───── DATA ─────

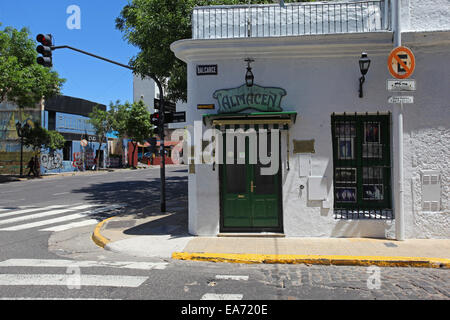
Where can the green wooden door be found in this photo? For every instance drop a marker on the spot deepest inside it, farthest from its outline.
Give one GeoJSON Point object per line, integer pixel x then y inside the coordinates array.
{"type": "Point", "coordinates": [250, 200]}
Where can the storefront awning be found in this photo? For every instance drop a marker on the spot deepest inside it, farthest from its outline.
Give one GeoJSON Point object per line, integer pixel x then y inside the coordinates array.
{"type": "Point", "coordinates": [256, 118]}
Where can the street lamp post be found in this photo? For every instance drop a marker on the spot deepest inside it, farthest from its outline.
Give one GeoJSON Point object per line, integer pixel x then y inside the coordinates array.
{"type": "Point", "coordinates": [21, 131]}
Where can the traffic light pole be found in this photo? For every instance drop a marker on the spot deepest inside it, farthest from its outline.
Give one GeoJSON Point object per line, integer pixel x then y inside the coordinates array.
{"type": "Point", "coordinates": [161, 111]}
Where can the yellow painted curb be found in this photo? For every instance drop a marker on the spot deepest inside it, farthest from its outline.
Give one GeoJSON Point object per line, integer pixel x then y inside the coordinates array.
{"type": "Point", "coordinates": [100, 240]}
{"type": "Point", "coordinates": [317, 259]}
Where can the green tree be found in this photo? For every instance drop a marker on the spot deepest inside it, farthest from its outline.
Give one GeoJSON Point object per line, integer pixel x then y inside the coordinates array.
{"type": "Point", "coordinates": [103, 122]}
{"type": "Point", "coordinates": [22, 80]}
{"type": "Point", "coordinates": [137, 125]}
{"type": "Point", "coordinates": [152, 25]}
{"type": "Point", "coordinates": [37, 138]}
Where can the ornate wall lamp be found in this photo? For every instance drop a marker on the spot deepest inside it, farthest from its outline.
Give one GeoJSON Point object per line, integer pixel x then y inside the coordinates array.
{"type": "Point", "coordinates": [364, 64]}
{"type": "Point", "coordinates": [249, 77]}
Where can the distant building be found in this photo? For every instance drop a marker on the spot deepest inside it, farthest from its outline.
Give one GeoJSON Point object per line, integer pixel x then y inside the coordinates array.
{"type": "Point", "coordinates": [70, 117]}
{"type": "Point", "coordinates": [145, 89]}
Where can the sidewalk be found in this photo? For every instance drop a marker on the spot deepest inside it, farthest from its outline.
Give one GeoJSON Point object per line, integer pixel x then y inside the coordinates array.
{"type": "Point", "coordinates": [150, 234]}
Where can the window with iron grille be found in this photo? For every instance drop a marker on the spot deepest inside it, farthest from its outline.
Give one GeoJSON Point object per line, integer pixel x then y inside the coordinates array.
{"type": "Point", "coordinates": [362, 166]}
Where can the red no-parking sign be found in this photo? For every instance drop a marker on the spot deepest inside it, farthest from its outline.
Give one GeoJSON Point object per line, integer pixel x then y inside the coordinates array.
{"type": "Point", "coordinates": [401, 63]}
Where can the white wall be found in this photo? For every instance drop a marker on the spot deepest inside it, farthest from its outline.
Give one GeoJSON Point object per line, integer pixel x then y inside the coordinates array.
{"type": "Point", "coordinates": [320, 76]}
{"type": "Point", "coordinates": [144, 89]}
{"type": "Point", "coordinates": [420, 15]}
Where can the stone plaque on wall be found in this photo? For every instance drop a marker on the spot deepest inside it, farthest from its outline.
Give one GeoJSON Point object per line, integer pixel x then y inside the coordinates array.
{"type": "Point", "coordinates": [304, 146]}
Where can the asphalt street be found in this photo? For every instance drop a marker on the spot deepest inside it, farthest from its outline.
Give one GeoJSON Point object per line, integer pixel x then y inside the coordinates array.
{"type": "Point", "coordinates": [46, 252]}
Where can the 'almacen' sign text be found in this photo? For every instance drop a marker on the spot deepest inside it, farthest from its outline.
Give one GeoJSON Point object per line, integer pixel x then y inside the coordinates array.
{"type": "Point", "coordinates": [265, 99]}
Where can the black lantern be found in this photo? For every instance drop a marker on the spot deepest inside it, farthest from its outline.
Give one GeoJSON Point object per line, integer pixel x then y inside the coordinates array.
{"type": "Point", "coordinates": [364, 64]}
{"type": "Point", "coordinates": [249, 77]}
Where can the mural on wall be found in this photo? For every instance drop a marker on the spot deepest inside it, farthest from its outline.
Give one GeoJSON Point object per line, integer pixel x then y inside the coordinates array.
{"type": "Point", "coordinates": [87, 163]}
{"type": "Point", "coordinates": [9, 140]}
{"type": "Point", "coordinates": [51, 161]}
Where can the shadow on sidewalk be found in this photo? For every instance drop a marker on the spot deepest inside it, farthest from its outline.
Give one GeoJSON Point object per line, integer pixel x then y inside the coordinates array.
{"type": "Point", "coordinates": [141, 200]}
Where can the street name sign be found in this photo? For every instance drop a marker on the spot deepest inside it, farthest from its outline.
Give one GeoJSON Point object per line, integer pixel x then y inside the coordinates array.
{"type": "Point", "coordinates": [399, 85]}
{"type": "Point", "coordinates": [401, 99]}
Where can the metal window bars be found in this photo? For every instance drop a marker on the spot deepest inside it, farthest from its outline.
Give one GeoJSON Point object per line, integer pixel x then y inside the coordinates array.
{"type": "Point", "coordinates": [362, 168]}
{"type": "Point", "coordinates": [293, 19]}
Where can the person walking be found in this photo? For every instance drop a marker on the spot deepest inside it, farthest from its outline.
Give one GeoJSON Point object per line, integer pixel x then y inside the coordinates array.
{"type": "Point", "coordinates": [31, 166]}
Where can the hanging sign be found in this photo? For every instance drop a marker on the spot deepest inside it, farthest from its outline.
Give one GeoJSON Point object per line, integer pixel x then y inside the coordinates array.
{"type": "Point", "coordinates": [401, 99]}
{"type": "Point", "coordinates": [401, 63]}
{"type": "Point", "coordinates": [265, 99]}
{"type": "Point", "coordinates": [397, 85]}
{"type": "Point", "coordinates": [208, 69]}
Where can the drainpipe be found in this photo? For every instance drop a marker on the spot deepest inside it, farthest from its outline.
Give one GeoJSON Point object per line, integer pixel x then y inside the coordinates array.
{"type": "Point", "coordinates": [399, 215]}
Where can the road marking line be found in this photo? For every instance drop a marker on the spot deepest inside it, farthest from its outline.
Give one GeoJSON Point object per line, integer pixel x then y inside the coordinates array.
{"type": "Point", "coordinates": [65, 280]}
{"type": "Point", "coordinates": [217, 296]}
{"type": "Point", "coordinates": [58, 220]}
{"type": "Point", "coordinates": [43, 214]}
{"type": "Point", "coordinates": [60, 263]}
{"type": "Point", "coordinates": [68, 299]}
{"type": "Point", "coordinates": [71, 225]}
{"type": "Point", "coordinates": [14, 213]}
{"type": "Point", "coordinates": [231, 277]}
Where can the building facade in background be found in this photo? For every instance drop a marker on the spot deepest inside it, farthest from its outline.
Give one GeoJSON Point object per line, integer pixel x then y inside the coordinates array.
{"type": "Point", "coordinates": [70, 117]}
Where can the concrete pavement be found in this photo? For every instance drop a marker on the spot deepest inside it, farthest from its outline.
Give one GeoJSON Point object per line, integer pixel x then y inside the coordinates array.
{"type": "Point", "coordinates": [150, 234]}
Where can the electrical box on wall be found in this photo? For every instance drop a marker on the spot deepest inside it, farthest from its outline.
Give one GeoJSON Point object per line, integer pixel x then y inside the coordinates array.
{"type": "Point", "coordinates": [431, 190]}
{"type": "Point", "coordinates": [317, 188]}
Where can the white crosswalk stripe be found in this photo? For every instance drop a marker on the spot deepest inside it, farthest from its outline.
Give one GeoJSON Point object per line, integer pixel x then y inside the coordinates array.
{"type": "Point", "coordinates": [74, 276]}
{"type": "Point", "coordinates": [60, 263]}
{"type": "Point", "coordinates": [62, 215]}
{"type": "Point", "coordinates": [44, 214]}
{"type": "Point", "coordinates": [15, 213]}
{"type": "Point", "coordinates": [82, 280]}
{"type": "Point", "coordinates": [221, 296]}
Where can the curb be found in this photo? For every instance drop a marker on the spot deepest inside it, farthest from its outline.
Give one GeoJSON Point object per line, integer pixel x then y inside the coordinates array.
{"type": "Point", "coordinates": [100, 240]}
{"type": "Point", "coordinates": [417, 262]}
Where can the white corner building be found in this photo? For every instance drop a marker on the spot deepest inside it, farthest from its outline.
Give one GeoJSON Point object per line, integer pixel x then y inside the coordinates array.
{"type": "Point", "coordinates": [353, 154]}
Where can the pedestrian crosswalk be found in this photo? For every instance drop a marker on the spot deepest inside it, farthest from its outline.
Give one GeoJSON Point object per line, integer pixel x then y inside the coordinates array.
{"type": "Point", "coordinates": [55, 218]}
{"type": "Point", "coordinates": [72, 274]}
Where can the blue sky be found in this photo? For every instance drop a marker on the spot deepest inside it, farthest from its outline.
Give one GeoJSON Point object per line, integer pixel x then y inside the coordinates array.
{"type": "Point", "coordinates": [87, 77]}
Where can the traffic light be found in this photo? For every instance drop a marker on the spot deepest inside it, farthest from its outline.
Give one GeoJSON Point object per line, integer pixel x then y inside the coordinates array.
{"type": "Point", "coordinates": [45, 48]}
{"type": "Point", "coordinates": [155, 119]}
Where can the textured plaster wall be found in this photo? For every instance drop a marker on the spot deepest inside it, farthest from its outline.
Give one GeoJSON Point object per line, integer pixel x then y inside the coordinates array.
{"type": "Point", "coordinates": [420, 15]}
{"type": "Point", "coordinates": [427, 137]}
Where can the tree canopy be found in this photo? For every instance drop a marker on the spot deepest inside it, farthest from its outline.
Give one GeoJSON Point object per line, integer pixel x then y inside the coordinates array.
{"type": "Point", "coordinates": [38, 137]}
{"type": "Point", "coordinates": [152, 25]}
{"type": "Point", "coordinates": [22, 80]}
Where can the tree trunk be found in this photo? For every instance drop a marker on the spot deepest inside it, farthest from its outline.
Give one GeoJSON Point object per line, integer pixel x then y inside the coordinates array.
{"type": "Point", "coordinates": [134, 152]}
{"type": "Point", "coordinates": [97, 157]}
{"type": "Point", "coordinates": [37, 166]}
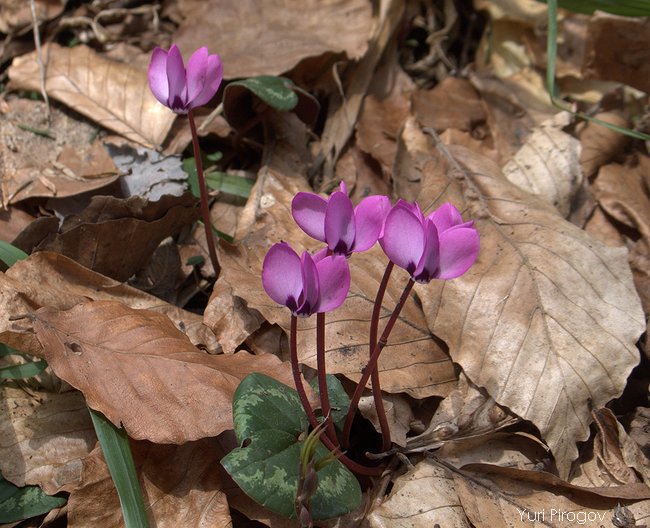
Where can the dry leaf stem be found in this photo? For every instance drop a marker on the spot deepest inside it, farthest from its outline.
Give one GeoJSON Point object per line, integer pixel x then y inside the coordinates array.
{"type": "Point", "coordinates": [205, 207]}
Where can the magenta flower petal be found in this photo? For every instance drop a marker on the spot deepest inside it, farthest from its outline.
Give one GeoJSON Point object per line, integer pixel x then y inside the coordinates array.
{"type": "Point", "coordinates": [334, 281]}
{"type": "Point", "coordinates": [369, 217]}
{"type": "Point", "coordinates": [196, 73]}
{"type": "Point", "coordinates": [310, 286]}
{"type": "Point", "coordinates": [213, 78]}
{"type": "Point", "coordinates": [158, 75]}
{"type": "Point", "coordinates": [428, 266]}
{"type": "Point", "coordinates": [458, 251]}
{"type": "Point", "coordinates": [403, 240]}
{"type": "Point", "coordinates": [176, 79]}
{"type": "Point", "coordinates": [308, 211]}
{"type": "Point", "coordinates": [282, 275]}
{"type": "Point", "coordinates": [340, 227]}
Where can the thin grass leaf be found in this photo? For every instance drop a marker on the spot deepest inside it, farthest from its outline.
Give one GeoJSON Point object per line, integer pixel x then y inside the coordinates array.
{"type": "Point", "coordinates": [17, 504]}
{"type": "Point", "coordinates": [11, 254]}
{"type": "Point", "coordinates": [633, 8]}
{"type": "Point", "coordinates": [117, 453]}
{"type": "Point", "coordinates": [26, 370]}
{"type": "Point", "coordinates": [551, 53]}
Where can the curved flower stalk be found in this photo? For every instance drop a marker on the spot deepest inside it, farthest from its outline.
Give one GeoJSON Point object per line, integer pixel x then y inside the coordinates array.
{"type": "Point", "coordinates": [438, 246]}
{"type": "Point", "coordinates": [344, 228]}
{"type": "Point", "coordinates": [306, 285]}
{"type": "Point", "coordinates": [184, 89]}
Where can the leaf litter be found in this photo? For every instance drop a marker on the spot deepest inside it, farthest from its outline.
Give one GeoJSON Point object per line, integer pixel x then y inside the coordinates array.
{"type": "Point", "coordinates": [517, 393]}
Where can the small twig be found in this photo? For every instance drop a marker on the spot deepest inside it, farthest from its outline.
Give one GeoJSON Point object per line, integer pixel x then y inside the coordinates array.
{"type": "Point", "coordinates": [39, 59]}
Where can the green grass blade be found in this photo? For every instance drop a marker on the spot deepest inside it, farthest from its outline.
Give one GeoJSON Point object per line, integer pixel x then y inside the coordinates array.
{"type": "Point", "coordinates": [551, 54]}
{"type": "Point", "coordinates": [26, 370]}
{"type": "Point", "coordinates": [10, 254]}
{"type": "Point", "coordinates": [117, 453]}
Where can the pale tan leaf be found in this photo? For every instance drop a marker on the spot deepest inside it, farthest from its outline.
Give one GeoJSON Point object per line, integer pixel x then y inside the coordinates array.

─────

WHAT YOU SHOULD DO:
Quote only the lines from the line containing "Where can the curved" through the end of the listing, please, keeping both the first and the last line.

TASK ANSWER:
Where can the curved flower stalk be found in this photo? For every instance drop a marker on the spot deepest inside it, farthest from its outline.
Give one GeoJSON Point object per line, integer pixel x then y inside the coordinates array.
{"type": "Point", "coordinates": [438, 246]}
{"type": "Point", "coordinates": [344, 228]}
{"type": "Point", "coordinates": [306, 285]}
{"type": "Point", "coordinates": [184, 89]}
Where can the leaf litter be found in this photo? For every instance drop a marker on the spot deepest inside it, farthest from its outline.
Give one GeoJSON Point object per line, integer pixel x then y inside the coordinates array.
{"type": "Point", "coordinates": [517, 393]}
Where can the small twig be found in this photo? For every instance drop a marker on the spot deepest inside it, farthest from its outline.
Give one GeoJSON Point object per line, integer pixel x then y inside the coordinates array.
{"type": "Point", "coordinates": [39, 59]}
Where can the green grass blade be found in this photo? For every instance drop a marker on the spot deepest inside it, farthest from its outline.
Give one GeoJSON Point object per line, integer pixel x then y inside the coordinates array.
{"type": "Point", "coordinates": [551, 54]}
{"type": "Point", "coordinates": [26, 370]}
{"type": "Point", "coordinates": [10, 254]}
{"type": "Point", "coordinates": [117, 453]}
Where can the pale tan leaf be found in this photo? For every instance drop a marker on the spot deepest inside it, farthest from its outline.
Give one GeoJSON Point object per line, integer pixel x then y inside the coordinates array.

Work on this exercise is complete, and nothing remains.